Pasaje propuesto

+-------+

Un par de años después, para darle el gusto a Memélia y hacer lo correcto, Chico entró en la Facultad de Arquitectura. Chico había tocado en algún festival de la secundaria y tocaría en alguno de la universidad, pero enfrentó al público por primera vez en un concierto masivo en 1964, poco después del golpe militar, junto a ilustres desconocidos como el empleado administrativo Gilberto Gil. Por entonces apareció la moda de los festivales musicales en TV que derivarían en engendros como Viña del Mar o San Remo. Chico presentó un tema en el de TV Excelsior, con Geraldo Vandré en voz. Perdió –contra Elis Regina cantando “Arrastrao”,de Vinicius y Edu Lobo– pero quedó finalista y el tema fue a parar a un disco. Por primera vez en su vida, el joven Buarque cobraba unos cruzeiros por su música. Por amigos, Chico pasaba temporadas cada vez más largas en Río, parando en lo de la abuela y componiendo canciones para el teatro. Para 1966 se fue de gira por Francia acompañando una obra teatral con banda de sonido propia, Morte e Vida Severina. De vuelta, pasó a trabajar bajo contrato en la TV Record, cantando casi todos los días en los programas musicales con pibes como Caetano Veloso, Gilberto Gil, Wilson Simonal, y no tan pibes como Vinicius.
Chico crecía. El Quarteto Em Cy y Nara Leao grababan sus temas y acababa de conocer a un coro estudiantil rebautizado MPB4 de apuro, que lo acompañaría durante años y años. Pero, pese a la tele, a Chico sólo lo conocían familiares y amigos. Entonces llegó “A Banda”. En 1966, el temita estaba listo para ser presentado por Nara Leao en uno de tantos festivales. Pero a último momento, el productor decidió que fuera Chico el que cantara, pese a su voz bajita. “A Banda” fue una explosión, el tema pop del año, una locura. Chico fue elogiado por la crítica, adorado por las cámaras, empezó a firmar autógrafos y a esconderse de sus fans menos moderadas. El astro tenía 22 años, vivía “en un antro” y para dar entrevistas fingía habitar el Copacabana Palace: la productora le alquilaba una suite para los reportajes.
Fue entonces cuando Chico empezó a recorrer Brasil repitiendo una y otra vez su tema-emblema (nadie quería escucharle los otros) y fue entonces cuando empezó a beber. Los músicos de la banda recuerdan su parálisis a la hora de subir al escenario: sin whisky, sin vodka, sin litros de cerveza, no se animaba. Lo fue superando, pero sigue diciendo que estar de gira es “parar de trabajar, no escribir” y con el único público con el que se siente a sus anchas es con el argentino: en su recital de 1999 batió su record histórico e hizo siete bises en Buenos Aires. La fama, sin embargo, lo acercó a tipos como Tom Jobim, con el que empezó a componer y ganar festivales. Con lo que vendieron sus primeros discos se compró el primer departamento en Leblón, conoció a una joven actriz, Marieta, con la que se casó casi enseguida. Y empezaron los problemas con la censura.

+-------+

Desafío 1
Reproduzca, sin alteración alguna, el tramo del pasaje sobre Chico Buarque que va desde “Chico crecía. El” hasta “para los reportajes.”.
Desafío 2
Conteste, según el pasaje sobre Chico Buarque:
(a) ¿En qué año salió Chico de gira por Francia con una obra teatral?
(b) ¿Qué edad tenía Chico cuando “A Banda” se convirtió en el tema pop del año?
(c) ¿Cómo se llamaba la joven actriz con la que se casó?
Desafío 3
Retome el pasaje sobre Chico Buarque y prosiga el relato a partir de su última oración.
Los registros provienen de una fuente distinta a la del pasaje.

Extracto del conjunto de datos
+-------+

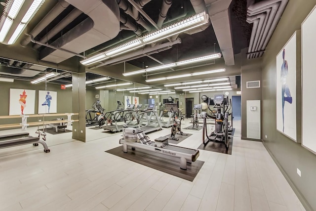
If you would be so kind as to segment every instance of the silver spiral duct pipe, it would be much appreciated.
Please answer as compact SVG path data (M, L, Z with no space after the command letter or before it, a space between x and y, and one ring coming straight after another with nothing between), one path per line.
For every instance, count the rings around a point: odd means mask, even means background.
M266 0L248 7L247 22L252 23L247 58L262 56L288 0Z

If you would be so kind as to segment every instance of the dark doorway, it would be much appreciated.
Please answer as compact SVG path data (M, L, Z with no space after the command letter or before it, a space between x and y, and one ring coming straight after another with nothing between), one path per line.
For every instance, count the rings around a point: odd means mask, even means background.
M241 119L241 96L233 96L232 101L234 119L239 120Z
M191 117L193 109L194 98L186 98L186 116L187 118Z

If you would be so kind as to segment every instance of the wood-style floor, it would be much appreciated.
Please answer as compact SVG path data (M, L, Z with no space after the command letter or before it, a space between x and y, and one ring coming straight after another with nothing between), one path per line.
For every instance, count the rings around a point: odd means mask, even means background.
M87 128L86 143L48 135L47 154L32 144L0 149L0 210L305 210L262 143L241 140L240 121L234 127L232 154L200 150L205 163L193 182L104 152L121 133ZM193 134L179 145L200 145L202 130L184 131Z

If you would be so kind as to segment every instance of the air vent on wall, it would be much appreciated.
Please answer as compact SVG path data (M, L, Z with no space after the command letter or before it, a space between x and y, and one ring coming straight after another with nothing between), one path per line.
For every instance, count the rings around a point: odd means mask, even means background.
M260 88L260 81L254 81L252 82L247 82L247 88Z

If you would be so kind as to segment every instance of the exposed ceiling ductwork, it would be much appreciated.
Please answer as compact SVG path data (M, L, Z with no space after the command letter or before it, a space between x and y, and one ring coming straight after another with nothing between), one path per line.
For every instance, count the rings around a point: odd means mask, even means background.
M41 71L3 66L2 64L0 66L0 75L20 77L34 77L40 73Z
M226 65L235 64L233 48L233 37L229 10L232 0L206 0L209 5L209 15L218 44Z
M49 23L52 22L53 20L56 18L58 15L64 11L68 6L69 6L69 3L64 0L59 0L58 2L51 10L50 10L44 18L43 18L29 34L33 37L36 37L40 32L45 29ZM25 47L30 42L31 42L31 37L28 36L21 42L21 45Z
M66 1L89 17L53 42L52 45L80 53L114 38L119 32L119 10L116 2ZM73 54L49 47L40 53L41 60L54 63L59 63L73 56Z
M137 1L138 4L139 6L143 7L145 4L150 1L150 0L142 0ZM125 0L117 0L119 8L128 15L129 15L131 17L134 18L136 23L141 25L148 32L151 32L153 30L153 27L151 26L147 22L146 22L143 17L139 14L138 11L135 9L134 7L131 5L131 4L127 2ZM140 2L141 3L139 3ZM137 3L136 2L136 3Z
M288 1L265 0L249 6L247 22L253 26L247 58L262 56Z
M105 60L104 62L103 62L102 64L98 65L95 67L93 67L93 68L99 67L104 65L110 64L113 63L119 63L118 62L119 61L123 62L122 61L129 61L131 59L133 59L133 58L134 58L135 57L137 57L137 56L139 56L139 57L145 56L145 55L144 55L144 54L145 53L148 53L149 54L151 54L153 53L158 53L158 52L160 52L159 51L159 50L160 51L162 51L162 49L163 49L165 50L167 49L169 49L170 47L171 47L171 46L172 46L172 45L180 43L181 43L181 40L178 38L175 41L165 42L164 43L160 44L158 45L156 45L154 47L151 47L150 46L145 47L139 50L134 50L128 53L122 54L120 56L108 59L107 60ZM166 47L168 47L168 48L166 48ZM138 58L139 58L139 57L138 57Z

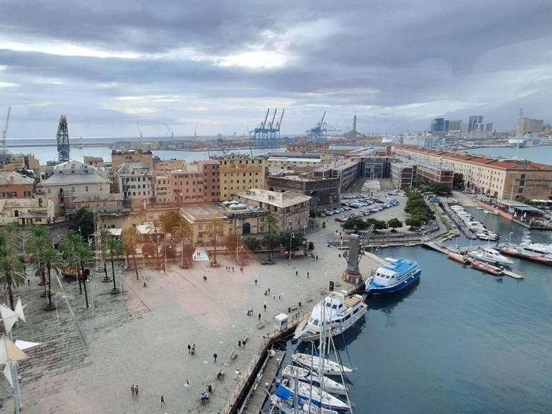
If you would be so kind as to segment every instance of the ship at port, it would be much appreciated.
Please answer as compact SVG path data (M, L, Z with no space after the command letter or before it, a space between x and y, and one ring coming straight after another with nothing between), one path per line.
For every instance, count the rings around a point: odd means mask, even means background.
M538 146L541 144L540 138L533 136L531 132L527 132L522 137L515 137L508 140L508 144L514 148Z

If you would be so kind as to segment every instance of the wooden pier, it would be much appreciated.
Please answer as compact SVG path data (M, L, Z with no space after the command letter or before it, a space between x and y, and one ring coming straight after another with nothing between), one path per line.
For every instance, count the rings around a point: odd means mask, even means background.
M270 386L274 382L280 365L286 356L284 351L275 350L275 352L276 355L273 357L266 356L261 371L257 375L255 385L249 391L238 414L259 414L261 412L263 404L268 396Z

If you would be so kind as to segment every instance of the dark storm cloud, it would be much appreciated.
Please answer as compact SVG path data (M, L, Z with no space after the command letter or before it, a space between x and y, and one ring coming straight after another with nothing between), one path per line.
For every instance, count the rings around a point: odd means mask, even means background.
M83 135L135 134L137 120L231 133L269 106L287 108L289 133L324 110L366 132L475 112L506 129L520 106L550 120L548 1L0 4L13 137L61 112Z

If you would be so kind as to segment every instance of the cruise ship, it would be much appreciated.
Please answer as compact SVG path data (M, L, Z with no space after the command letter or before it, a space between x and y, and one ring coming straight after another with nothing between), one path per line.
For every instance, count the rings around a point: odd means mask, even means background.
M386 257L387 263L379 268L366 283L369 295L391 293L406 288L420 279L422 269L417 262Z
M519 147L520 148L529 146L538 146L540 145L540 138L535 138L531 132L527 132L522 138L521 137L510 138L508 140L508 144L510 146L514 148Z

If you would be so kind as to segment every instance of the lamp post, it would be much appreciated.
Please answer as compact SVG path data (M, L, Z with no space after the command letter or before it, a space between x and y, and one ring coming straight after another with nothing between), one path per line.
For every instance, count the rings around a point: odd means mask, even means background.
M242 235L236 233L236 264L239 263L238 255L239 254L239 239L243 239L243 238L244 236Z

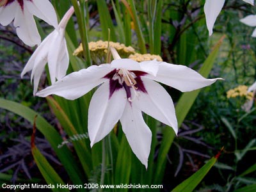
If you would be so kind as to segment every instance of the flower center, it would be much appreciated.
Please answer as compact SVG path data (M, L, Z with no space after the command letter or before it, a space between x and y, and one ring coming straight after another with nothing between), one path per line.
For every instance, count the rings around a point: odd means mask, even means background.
M132 74L132 73L131 73L129 70L124 68L120 69L120 70L118 72L118 74L122 78L122 82L124 81L128 87L131 87L132 88L135 97L132 99L130 94L130 97L127 98L129 102L132 102L136 97L140 96L139 93L137 92L138 87L135 86L135 85L137 84L137 82L134 79L136 77L135 74Z

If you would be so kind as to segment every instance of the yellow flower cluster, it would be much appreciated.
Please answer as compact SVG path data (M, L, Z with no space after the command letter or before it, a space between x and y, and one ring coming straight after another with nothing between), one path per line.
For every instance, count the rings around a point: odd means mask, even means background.
M106 62L106 57L109 46L114 47L121 58L129 58L138 62L154 60L157 60L158 61L163 61L162 58L159 55L136 53L134 49L131 46L126 47L123 44L118 42L108 42L99 40L89 43L90 53L92 60L95 64L100 64ZM82 56L83 51L82 44L80 44L77 49L75 50L73 54L77 56Z
M150 61L154 60L157 60L158 61L163 61L162 58L159 55L156 54L140 54L135 53L131 54L129 56L129 59L134 60L137 62L141 62L144 61Z
M248 86L246 85L239 85L239 86L231 89L227 92L227 98L234 98L237 97L244 97L248 100L253 99L253 93L248 92Z
M108 45L114 47L122 58L127 58L130 54L135 53L135 50L132 47L126 47L123 44L118 42L103 42L102 40L91 42L89 43L90 52L92 59L96 64L105 63ZM80 44L73 54L82 56L83 51L82 44Z

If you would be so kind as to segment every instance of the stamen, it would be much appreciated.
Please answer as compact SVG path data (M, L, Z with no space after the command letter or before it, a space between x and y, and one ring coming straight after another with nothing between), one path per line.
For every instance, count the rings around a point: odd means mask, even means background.
M134 100L134 99L136 97L140 97L140 93L137 92L138 88L136 87L135 86L132 86L132 90L133 90L133 92L134 93L135 97L134 98L132 99L131 97L129 97L128 98L128 101L129 102L132 102Z
M137 82L135 81L134 78L132 76L129 72L124 69L121 70L122 71L122 74L124 74L124 81L127 86L132 86L133 85L137 84Z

+-------+

Resultado 1
Chico crecía. El Quarteto Em Cy y Nara Leao grababan sus temas y acababa de conocer a un coro estudiantil rebautizado MPB4 de apuro, que lo acompañaría durante años y años. Pero, pese a la tele, a Chico sólo lo conocían familiares y amigos. Entonces llegó “A Banda”. En 1966, el temita estaba listo para ser presentado por Nara Leao en uno de tantos festivales. Pero a último momento, el productor decidió que fuera Chico el que cantara, pese a su voz bajita. “A Banda” fue una explosión, el tema pop del año, una locura. Chico fue elogiado por la crítica, adorado por las cámaras, empezó a firmar autógrafos y a esconderse de sus fans menos moderadas. El astro tenía 22 años, vivía “en un antro” y para dar entrevistas fingía habitar el Copacabana Palace: la productora le alquilaba una suite para los reportajes.

Resultado 2
(a) En 1966.
(b) Tenía 22 años.
(c) Marieta.

Resultado 3
Todavía es el día en que Chico se pregunta si sus letras tenían algo que ni él notaba o todo era esa paranoia típica de un régimen militar en fase feroz. Una respuesta probable es que Brasil tuvo una música pop que trascendía el yeyeyé, y que eso registraba en la pantalla del radar militar. Con los años, Chico ha defendido Cuba, atacado autoritarismos diversos y levantado casos de derechos humanos. Él dice que no fue mucho, que nunca militó y apenas concurría distraídamente a alguna reunión política. Para los militares fue suficiente para hacerle la vida imposible. El 13 de diciembre de 1968, el gobierno militar del general Costa y Silva publicó el Acto Institucional 5, instaurando la censura previa y penas durísimas para los “culpables de subversión” en los medios y la cultura. El 20, un comando civil fue a buscar a Chico a su casa. Eran momentos en que cada día desaparecía alguien y cada día alguien era detenido. El cantante estaba aterrorizado. Fue interrogado todo el día y finalmente lo liberaron, con órdenes de no abandonar la ciudad sin permiso de su “interlocutor”, un coronel con el increíble nombre de Atila (no era un seudónimo, el tipo realmente se llamaba así). Fue la primera “invitación” de muchas que llegaron. Llovieron las prohibiciones de temas, los secuestros de discos, los cierres de teatros. Caetano se tuvo que exiliar en Londres; Geraldo Vandré, en Chile; Gilberto Gil, también en Londres; Edu Lobo, en Los Angeles. A Chico lo invitaron a un festival en Italia en 1969. Fue por cuatro días y se quedó catorce meses.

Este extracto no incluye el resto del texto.